Repeat exactly each line of the material, starting from the line that contains "and white striped" and finishing with the final line.

----- TASK DATA -----

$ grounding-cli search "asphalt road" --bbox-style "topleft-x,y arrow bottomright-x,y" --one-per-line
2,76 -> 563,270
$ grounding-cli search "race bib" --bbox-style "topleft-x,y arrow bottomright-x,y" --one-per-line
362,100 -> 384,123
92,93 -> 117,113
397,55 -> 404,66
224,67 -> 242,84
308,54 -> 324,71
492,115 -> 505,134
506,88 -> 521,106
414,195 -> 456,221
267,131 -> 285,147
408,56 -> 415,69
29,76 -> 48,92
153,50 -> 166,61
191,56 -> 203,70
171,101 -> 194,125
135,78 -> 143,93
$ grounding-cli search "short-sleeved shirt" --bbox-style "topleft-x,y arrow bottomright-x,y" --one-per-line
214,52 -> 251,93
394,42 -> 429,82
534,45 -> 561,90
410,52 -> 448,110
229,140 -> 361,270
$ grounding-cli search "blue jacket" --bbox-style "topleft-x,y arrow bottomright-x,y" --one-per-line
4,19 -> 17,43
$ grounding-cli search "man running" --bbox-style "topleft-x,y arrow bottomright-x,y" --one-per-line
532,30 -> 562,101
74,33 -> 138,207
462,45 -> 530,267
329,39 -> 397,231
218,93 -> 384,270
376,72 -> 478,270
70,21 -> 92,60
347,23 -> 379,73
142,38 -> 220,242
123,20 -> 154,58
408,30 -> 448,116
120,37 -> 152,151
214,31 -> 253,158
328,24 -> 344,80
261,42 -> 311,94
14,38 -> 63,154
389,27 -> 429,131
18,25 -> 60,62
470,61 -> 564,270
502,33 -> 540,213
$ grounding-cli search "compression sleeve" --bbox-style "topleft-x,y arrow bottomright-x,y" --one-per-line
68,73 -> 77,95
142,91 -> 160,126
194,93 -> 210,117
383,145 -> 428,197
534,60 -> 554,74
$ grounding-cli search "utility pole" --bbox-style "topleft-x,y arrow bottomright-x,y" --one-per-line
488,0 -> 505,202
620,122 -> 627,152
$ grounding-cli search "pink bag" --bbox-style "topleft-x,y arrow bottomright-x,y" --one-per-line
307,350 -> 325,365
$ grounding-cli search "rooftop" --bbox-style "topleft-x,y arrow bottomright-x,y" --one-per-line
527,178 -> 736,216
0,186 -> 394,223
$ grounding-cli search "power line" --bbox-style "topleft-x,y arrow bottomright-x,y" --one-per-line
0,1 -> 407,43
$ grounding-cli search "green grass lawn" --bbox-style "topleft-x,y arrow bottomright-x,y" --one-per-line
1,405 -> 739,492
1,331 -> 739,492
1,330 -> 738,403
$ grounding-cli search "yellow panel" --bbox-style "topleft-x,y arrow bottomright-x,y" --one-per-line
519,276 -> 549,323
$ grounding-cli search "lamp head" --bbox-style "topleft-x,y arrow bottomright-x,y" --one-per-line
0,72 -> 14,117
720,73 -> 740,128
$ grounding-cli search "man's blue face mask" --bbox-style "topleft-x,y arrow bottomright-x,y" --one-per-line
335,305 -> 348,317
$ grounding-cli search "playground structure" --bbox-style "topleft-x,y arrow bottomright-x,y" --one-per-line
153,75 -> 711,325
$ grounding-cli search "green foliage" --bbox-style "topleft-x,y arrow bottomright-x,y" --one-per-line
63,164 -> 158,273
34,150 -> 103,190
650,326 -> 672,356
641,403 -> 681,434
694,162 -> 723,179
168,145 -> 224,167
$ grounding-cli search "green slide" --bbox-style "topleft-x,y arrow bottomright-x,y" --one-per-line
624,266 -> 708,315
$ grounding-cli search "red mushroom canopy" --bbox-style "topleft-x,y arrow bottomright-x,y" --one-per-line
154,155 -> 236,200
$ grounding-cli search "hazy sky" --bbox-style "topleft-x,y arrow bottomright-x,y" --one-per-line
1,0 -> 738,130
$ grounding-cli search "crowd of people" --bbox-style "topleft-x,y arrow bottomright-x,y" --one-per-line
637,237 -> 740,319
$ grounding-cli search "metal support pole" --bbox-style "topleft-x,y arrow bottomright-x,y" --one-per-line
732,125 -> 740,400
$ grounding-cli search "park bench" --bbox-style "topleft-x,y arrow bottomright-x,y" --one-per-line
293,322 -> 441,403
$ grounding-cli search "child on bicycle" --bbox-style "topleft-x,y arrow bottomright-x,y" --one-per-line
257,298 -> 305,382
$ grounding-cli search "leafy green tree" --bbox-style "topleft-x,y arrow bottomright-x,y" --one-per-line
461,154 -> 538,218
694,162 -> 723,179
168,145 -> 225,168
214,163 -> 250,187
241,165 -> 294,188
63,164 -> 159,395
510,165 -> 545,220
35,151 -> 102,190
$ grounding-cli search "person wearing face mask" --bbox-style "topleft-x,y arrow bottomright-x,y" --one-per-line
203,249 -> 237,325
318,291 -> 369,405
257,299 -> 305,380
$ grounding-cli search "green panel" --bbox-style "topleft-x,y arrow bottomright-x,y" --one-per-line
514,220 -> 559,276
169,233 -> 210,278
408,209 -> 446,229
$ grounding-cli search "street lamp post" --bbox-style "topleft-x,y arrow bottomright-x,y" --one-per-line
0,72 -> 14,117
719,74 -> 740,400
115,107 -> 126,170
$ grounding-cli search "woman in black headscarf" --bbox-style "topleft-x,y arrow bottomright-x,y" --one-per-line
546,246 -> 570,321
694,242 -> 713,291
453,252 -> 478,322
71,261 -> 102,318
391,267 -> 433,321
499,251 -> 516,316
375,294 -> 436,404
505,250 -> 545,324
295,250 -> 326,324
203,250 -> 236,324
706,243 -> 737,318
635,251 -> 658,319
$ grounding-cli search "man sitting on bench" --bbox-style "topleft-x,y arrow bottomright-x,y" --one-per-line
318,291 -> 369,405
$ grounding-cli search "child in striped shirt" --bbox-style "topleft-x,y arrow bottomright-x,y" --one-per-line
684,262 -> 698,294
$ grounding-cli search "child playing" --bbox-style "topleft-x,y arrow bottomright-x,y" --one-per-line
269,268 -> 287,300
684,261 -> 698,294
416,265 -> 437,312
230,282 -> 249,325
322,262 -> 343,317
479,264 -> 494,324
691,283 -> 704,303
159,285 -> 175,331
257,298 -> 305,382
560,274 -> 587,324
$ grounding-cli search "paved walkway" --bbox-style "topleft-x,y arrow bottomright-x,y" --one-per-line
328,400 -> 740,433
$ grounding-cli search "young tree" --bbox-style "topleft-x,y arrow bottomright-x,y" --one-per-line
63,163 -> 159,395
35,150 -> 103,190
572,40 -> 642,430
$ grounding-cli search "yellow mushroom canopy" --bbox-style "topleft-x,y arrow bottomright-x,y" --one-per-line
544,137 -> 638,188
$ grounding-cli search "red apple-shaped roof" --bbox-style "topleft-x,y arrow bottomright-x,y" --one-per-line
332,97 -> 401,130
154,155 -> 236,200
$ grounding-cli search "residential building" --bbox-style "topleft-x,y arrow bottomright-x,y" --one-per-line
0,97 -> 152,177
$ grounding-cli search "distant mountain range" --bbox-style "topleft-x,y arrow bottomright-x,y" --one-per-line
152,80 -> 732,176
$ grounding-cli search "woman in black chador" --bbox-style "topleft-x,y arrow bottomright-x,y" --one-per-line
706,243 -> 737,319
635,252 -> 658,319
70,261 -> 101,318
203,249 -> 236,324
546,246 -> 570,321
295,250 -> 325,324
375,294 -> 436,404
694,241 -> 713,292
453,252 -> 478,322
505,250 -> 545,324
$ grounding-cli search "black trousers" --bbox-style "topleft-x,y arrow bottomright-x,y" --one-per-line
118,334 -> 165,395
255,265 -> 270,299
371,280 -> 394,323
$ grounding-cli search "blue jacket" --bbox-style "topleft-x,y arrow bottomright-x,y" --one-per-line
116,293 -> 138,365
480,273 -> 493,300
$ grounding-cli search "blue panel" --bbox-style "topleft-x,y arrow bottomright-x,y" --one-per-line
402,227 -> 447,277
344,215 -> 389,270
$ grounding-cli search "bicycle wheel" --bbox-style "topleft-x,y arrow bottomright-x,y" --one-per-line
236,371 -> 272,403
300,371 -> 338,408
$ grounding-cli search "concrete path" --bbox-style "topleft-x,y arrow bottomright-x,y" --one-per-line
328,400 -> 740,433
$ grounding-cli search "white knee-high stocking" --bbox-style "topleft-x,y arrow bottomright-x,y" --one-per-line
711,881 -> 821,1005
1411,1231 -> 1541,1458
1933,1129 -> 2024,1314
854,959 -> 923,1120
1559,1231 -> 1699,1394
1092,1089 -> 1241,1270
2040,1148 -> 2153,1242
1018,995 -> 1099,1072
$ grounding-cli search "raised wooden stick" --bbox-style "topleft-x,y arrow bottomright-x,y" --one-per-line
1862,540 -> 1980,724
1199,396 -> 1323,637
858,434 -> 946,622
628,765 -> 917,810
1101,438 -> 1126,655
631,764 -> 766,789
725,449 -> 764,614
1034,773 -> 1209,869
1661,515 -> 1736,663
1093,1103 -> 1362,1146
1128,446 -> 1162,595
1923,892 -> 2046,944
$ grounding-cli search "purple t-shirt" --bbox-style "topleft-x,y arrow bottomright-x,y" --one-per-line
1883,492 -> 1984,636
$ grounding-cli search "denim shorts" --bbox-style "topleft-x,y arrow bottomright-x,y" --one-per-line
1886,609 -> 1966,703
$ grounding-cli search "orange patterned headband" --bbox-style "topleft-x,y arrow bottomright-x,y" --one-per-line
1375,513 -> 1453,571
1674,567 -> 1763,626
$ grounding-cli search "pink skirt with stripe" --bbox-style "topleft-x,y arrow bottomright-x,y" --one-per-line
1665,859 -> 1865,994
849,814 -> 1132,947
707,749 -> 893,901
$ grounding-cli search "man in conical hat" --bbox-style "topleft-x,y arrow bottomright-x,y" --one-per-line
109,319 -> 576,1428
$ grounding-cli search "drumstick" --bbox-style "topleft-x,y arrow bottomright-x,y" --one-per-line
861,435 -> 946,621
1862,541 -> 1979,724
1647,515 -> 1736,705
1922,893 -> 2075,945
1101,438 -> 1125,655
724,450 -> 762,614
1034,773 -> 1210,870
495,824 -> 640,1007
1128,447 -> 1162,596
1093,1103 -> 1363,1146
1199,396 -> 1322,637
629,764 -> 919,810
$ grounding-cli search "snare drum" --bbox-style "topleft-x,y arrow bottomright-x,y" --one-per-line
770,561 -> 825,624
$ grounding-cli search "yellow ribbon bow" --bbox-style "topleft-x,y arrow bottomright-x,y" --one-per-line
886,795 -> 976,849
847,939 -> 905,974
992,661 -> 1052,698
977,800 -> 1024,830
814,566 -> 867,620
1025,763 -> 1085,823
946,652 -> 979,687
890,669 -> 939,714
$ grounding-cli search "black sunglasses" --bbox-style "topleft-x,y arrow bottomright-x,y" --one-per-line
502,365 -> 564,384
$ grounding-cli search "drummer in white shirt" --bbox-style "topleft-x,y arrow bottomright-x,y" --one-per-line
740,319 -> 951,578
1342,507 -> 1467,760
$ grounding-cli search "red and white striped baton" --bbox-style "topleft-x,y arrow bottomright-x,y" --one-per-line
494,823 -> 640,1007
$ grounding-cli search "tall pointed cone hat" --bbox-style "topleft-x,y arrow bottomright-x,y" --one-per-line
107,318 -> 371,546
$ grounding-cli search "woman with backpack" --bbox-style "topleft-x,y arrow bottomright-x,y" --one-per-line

-----

• [WRITTEN REPLY]
$ grounding-cli search "red and white striped baton" --bbox-style "topleft-x,y arrow bottomright-x,y" --one-per-line
494,823 -> 640,1007
$ grounding-cli search "tall pointed cone hat" --bbox-style "topleft-x,y arrow bottomright-x,y" --one-per-line
107,318 -> 371,546
$ grounding-cli search "woman with backpack" --bbox-style "topleft-x,y arrow bottomright-x,y" --one-per-line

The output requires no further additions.